_Work to be completed_:
Find each line in the material below that contains the string "white" and copy it out, counting a match only when the letter case agrees.

_Data extract_:

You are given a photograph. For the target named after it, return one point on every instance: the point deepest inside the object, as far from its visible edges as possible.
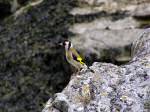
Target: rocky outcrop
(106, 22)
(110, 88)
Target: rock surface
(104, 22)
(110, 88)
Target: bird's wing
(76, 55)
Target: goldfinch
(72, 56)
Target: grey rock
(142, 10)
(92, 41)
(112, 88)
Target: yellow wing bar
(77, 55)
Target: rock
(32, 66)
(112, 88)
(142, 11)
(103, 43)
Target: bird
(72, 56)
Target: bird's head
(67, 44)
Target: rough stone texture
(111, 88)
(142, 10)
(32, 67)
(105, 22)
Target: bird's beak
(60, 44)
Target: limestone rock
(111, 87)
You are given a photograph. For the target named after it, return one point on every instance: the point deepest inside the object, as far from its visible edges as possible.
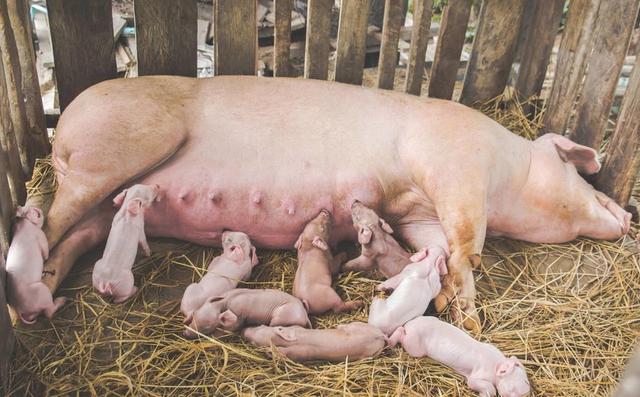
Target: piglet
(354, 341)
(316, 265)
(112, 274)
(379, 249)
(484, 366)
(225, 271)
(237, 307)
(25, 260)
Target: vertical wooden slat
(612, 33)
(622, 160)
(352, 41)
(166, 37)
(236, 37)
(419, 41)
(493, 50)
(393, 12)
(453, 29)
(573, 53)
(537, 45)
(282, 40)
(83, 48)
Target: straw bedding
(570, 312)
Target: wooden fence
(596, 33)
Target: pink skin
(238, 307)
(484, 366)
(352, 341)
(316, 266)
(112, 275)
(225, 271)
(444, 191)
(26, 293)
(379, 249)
* * *
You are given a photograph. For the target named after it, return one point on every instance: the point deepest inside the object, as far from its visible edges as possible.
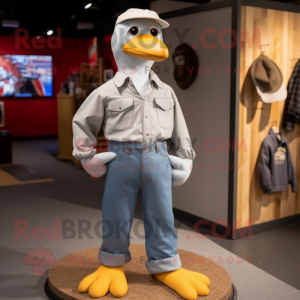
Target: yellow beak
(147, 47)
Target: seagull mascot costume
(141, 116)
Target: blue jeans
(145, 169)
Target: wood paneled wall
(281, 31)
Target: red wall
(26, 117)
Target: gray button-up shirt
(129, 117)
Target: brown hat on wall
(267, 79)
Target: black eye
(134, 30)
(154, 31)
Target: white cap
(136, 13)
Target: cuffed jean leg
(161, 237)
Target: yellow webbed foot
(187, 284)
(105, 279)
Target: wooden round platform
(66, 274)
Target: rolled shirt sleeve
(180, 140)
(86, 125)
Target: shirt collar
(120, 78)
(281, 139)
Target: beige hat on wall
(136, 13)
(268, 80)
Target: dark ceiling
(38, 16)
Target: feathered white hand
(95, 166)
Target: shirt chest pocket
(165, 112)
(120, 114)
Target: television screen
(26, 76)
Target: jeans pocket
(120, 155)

_Response_:
Target: white cap
Target: feathered white hand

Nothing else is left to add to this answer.